------ Source extract
Funding derived from securities sold under agreements to repurchase is available through corporate cash management accounts for business customers. This product gives the Corporation the ability to pay interest on corporate checking accounts.
In view of the sources previously mentioned, management believes that the Corporation’s liquidity is capable of providing the funds needed to meet loan demand and other operational cash needs.
Off-Balance Sheet Arrangements:
The Corporation’s consolidated financial statements do not reflect various off-balance sheet arrangements that are made in the normal course of business, which may involve some liquidity risk, credit risk, and interest rate risk. These commitments consist mainly of loans approved but not yet funded, unused lines of credit and letters of credit issued using the same credit standards as on-balance sheet instruments. Commitments to extend credit are agreements to lend to a customer as long as there is no violation of any condition established in the commitment. Letters of credit are conditional commitments issued to guarantee the financial performance obligation of a customer to a third party. Unused commitments and letters of credit at March 31, 2010, were $45,905,000 and $1,051,000, respectively. Because these instruments have fixed maturity dates, and because many of them will expire without being drawn upon, they do not generally present any significant liquidity risk to the Corporation. Management believes that any amounts actually drawn upon can be funded in the normal course of operations. The Corporation has no investment in or financial relationship with any unconsolidated entities that are reasonably likely to have a material effect on liquidity or the availability of capital resources.
------------
------ Excerpted data
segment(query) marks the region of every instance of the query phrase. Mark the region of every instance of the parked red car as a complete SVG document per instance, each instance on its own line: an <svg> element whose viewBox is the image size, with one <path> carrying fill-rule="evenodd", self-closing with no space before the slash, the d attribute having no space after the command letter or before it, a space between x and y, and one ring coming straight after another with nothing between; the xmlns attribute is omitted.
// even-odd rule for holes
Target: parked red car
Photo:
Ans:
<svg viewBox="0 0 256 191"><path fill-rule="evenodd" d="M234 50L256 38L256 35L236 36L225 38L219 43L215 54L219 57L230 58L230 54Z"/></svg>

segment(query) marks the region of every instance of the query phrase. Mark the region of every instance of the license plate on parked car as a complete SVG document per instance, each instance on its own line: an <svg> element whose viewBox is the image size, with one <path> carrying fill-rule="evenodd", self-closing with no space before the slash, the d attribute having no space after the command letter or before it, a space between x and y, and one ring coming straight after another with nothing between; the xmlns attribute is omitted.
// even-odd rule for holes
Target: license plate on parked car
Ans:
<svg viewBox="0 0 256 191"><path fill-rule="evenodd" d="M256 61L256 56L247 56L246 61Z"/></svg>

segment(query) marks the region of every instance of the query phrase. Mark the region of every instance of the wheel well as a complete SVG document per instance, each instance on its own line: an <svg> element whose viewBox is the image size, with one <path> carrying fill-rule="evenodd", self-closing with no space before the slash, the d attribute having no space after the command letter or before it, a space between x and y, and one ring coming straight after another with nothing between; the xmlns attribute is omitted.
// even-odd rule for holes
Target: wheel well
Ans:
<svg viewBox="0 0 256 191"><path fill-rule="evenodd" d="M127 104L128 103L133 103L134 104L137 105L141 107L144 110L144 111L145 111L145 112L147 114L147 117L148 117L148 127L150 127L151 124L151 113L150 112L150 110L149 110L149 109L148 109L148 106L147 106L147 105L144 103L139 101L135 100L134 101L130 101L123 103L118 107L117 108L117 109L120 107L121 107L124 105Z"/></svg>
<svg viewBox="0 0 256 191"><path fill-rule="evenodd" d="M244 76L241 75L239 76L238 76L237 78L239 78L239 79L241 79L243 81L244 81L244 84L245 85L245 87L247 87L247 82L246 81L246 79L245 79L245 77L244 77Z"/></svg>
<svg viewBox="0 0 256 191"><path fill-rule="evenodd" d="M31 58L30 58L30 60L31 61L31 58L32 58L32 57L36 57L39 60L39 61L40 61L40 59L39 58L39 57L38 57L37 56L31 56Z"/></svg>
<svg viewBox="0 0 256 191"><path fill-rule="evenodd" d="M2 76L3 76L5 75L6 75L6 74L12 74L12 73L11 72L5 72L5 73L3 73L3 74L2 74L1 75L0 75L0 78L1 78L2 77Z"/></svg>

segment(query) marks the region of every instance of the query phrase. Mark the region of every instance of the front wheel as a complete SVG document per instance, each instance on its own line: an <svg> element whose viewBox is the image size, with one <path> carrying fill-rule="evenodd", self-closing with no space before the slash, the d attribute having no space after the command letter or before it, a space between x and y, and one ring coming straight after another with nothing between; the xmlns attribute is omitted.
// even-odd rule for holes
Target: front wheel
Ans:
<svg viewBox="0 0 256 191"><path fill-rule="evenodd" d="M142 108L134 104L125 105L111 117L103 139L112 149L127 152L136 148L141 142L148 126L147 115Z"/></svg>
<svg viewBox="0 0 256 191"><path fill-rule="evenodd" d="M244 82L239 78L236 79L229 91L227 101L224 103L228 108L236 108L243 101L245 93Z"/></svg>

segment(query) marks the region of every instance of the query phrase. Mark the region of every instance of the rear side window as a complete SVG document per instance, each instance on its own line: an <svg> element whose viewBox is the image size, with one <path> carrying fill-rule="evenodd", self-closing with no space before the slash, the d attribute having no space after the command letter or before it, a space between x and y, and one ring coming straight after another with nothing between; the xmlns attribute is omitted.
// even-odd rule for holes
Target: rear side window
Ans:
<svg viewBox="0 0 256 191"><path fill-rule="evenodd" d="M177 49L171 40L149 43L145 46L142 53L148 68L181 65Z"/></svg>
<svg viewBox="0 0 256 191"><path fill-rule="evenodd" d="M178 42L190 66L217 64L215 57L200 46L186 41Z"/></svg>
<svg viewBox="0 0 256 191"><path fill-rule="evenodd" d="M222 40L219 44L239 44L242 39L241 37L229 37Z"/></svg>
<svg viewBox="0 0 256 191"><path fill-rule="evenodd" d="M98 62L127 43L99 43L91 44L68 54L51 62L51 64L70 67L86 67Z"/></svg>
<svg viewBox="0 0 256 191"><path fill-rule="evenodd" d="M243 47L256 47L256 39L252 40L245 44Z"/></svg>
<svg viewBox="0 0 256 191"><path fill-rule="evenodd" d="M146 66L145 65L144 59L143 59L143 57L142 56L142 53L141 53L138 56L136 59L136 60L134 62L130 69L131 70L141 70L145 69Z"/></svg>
------------
Tasks for this exercise:
(A) Gather every line of the listing that contains the string "Target", and copy each one in full.
(B) Extend the passage on the Corporation's liquidity and off-balance sheet arrangements by writing what follows its last sentence.

Answers for the tasks:
(A)
Target: parked red car
Target: license plate on parked car
Target: wheel well
Target: front wheel
Target: rear side window

(B)
Interest Rate Sensitivity:
Interest rate sensitivity management is the responsibility of the Asset/Liability Management Committee. This process involves the development and implementation of strategies to maximize net interest margin, while minimizing the earnings risk associated with changing interest rates. Traditional gap analysis identifies the maturity and re-pricing terms of all assets and liabilities. A simulation analysis is used to assess earnings and capital at risk from movements in interest rates. See Item 3 for a description of the complete simulation process and results.
Capital Adequacy:
Bank regulatory authorities in the United States issue risk-based capital standards. These capital standards relate a banking Corporation’s capital to the risk profile of its assets and provide the basis by which all banking companies and banks are evaluated in terms of capital adequacy. The risk-based capital standards require all banks to have Tier 1 capital of at least 4% and total capital, including Tier 1 capital, of at least 8% of risk-adjusted assets. Tier 1 capital includes common stockholders’ equity and qualifying perpetual preferred stock together with related surpluses and retained earnings. Total capital is comprised of Tier 1 capital, limited life preferred stock, qualifying debt instruments, and the reserves for possible loan losses. Banking regulators have also issued leverage ratio requirements. The leverage ratio requirement is measured as the ratio of Tier 1 capital to adjusted average assets. At March 31, 2010, the Bank exceeded the regulatory requirements to be considered a “well capitalized” financial institution, i.e., a leverage ratio exceeding 5%, Tier 1 capital exceeding 6% and total capital exceeding 10%.
Item 3.
Quantitative and Qualitative Disclosures About Market Risk
Market risk is the exposure to economic loss that arises from changes in the values of certain financial instruments. The types of market risk exposures generally faced by financial institutions include equity market price risk, interest rate risk, foreign currency risk and commodity price risk. Due to the nature of its operations, only equity market price risk and interest rate risk are significant to the Corporation.
Equity market price risk is the risk that changes in the values of equity investments could have a material impact on the financial position or results of operations of the Corporation. The Corporation’s equity investments consist of common stocks of publicly traded financial institutions.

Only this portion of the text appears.